◆ TASK TO COMPLETE
How many lines in the items below contain the word "fruit"? Reply with the number alone.

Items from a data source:

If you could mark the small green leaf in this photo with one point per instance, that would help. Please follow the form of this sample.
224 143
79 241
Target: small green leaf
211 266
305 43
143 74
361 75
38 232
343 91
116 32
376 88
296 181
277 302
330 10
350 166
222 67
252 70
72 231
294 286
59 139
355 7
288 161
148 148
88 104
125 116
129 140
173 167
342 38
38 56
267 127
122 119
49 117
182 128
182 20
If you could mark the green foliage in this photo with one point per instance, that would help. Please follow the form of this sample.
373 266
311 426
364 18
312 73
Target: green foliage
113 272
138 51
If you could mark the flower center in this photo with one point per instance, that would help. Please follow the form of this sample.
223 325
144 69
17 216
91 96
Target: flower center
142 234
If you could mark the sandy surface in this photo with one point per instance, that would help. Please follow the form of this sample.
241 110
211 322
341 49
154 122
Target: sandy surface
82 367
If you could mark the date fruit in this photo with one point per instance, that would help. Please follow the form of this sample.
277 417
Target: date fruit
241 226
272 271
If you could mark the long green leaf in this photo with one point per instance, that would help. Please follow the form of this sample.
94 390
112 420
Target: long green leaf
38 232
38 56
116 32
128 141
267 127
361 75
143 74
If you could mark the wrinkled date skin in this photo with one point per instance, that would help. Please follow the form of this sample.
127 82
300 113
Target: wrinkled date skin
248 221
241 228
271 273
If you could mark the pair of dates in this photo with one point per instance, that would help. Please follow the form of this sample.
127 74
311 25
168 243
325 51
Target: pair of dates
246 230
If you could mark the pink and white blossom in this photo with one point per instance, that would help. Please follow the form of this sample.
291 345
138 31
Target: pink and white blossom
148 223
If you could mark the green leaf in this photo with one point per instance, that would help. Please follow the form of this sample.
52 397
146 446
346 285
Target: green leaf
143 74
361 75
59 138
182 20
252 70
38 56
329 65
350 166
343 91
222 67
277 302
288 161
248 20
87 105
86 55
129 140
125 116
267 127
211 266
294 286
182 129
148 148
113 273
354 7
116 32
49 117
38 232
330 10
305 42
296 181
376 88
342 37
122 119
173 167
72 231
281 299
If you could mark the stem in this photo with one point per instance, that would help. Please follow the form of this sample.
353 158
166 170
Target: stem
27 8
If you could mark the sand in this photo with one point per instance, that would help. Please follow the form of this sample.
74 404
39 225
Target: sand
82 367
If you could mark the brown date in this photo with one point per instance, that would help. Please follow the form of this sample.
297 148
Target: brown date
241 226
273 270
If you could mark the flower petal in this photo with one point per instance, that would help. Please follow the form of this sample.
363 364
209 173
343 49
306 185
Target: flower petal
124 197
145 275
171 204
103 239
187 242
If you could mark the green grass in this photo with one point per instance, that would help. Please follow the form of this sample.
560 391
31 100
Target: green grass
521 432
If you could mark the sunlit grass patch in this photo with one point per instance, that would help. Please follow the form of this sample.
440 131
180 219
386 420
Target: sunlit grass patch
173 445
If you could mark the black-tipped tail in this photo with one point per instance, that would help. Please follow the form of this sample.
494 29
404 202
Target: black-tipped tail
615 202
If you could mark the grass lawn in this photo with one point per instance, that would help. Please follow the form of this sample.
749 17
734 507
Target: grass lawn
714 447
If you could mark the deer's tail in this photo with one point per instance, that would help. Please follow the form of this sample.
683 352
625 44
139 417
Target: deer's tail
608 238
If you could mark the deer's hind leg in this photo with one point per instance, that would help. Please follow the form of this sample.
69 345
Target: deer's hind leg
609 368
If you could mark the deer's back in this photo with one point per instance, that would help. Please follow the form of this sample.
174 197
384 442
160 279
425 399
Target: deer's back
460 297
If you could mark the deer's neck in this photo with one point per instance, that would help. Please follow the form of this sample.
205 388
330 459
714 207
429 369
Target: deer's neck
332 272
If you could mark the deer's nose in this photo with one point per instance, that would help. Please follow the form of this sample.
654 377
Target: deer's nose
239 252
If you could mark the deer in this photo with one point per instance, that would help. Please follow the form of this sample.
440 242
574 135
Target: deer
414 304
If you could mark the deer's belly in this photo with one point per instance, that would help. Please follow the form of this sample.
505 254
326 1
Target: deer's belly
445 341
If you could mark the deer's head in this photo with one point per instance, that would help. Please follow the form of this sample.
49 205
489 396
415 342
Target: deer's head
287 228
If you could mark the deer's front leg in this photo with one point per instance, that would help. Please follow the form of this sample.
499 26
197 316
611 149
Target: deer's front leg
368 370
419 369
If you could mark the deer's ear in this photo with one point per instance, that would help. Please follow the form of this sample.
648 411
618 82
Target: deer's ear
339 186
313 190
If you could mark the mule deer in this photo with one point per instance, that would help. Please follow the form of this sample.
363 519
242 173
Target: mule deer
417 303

==

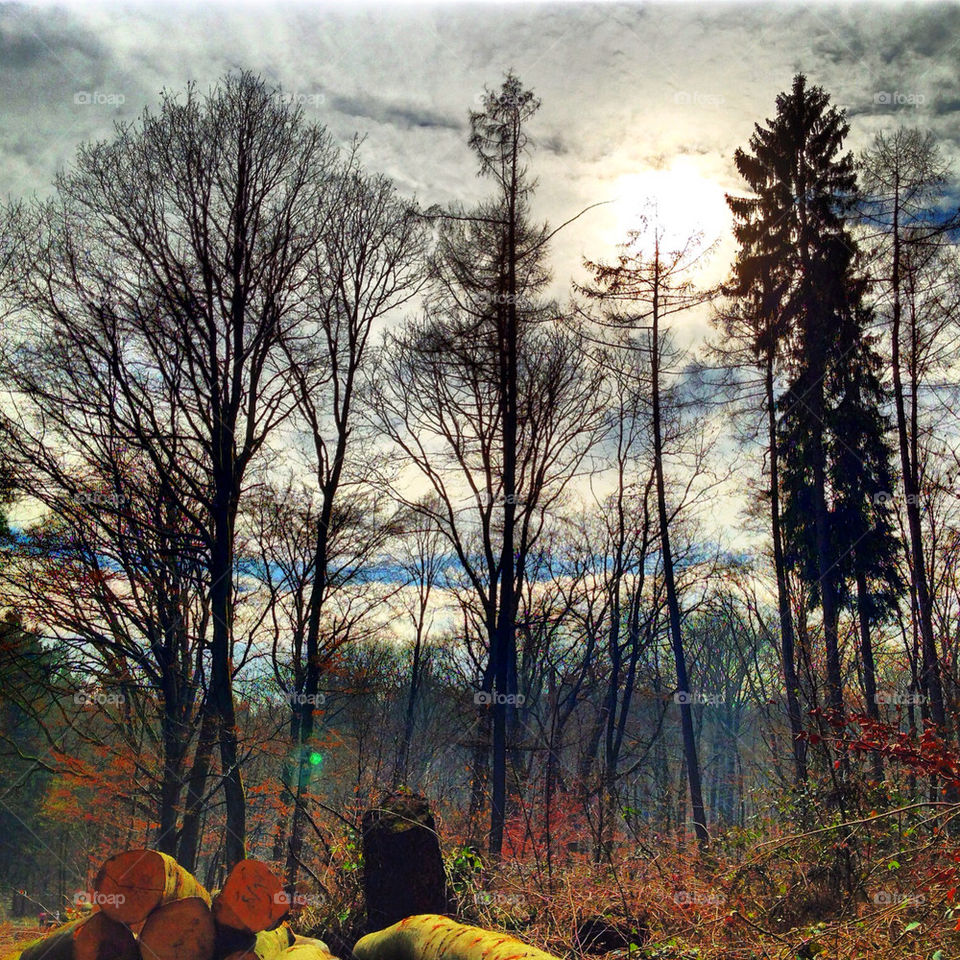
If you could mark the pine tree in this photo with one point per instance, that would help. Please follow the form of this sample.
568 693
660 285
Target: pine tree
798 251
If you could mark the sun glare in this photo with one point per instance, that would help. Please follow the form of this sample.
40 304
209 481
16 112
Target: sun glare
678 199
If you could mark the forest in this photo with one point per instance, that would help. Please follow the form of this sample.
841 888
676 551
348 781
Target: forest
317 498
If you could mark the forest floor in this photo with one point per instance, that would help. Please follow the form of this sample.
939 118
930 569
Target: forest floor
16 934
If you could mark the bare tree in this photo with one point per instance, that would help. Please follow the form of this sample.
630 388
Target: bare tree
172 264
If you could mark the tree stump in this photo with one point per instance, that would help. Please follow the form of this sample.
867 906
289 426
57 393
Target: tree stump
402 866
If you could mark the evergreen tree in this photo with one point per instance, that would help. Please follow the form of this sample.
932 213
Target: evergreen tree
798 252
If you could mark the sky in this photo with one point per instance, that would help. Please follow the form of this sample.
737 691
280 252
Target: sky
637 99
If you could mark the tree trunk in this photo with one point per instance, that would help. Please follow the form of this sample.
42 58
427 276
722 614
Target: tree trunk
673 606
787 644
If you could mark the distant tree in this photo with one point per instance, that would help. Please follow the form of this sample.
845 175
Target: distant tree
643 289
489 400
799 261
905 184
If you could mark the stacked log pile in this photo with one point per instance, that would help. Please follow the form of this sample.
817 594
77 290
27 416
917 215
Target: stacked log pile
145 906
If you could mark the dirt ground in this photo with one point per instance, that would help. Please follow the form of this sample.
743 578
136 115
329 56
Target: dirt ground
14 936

◆ ANSWER FOR THE TASK
2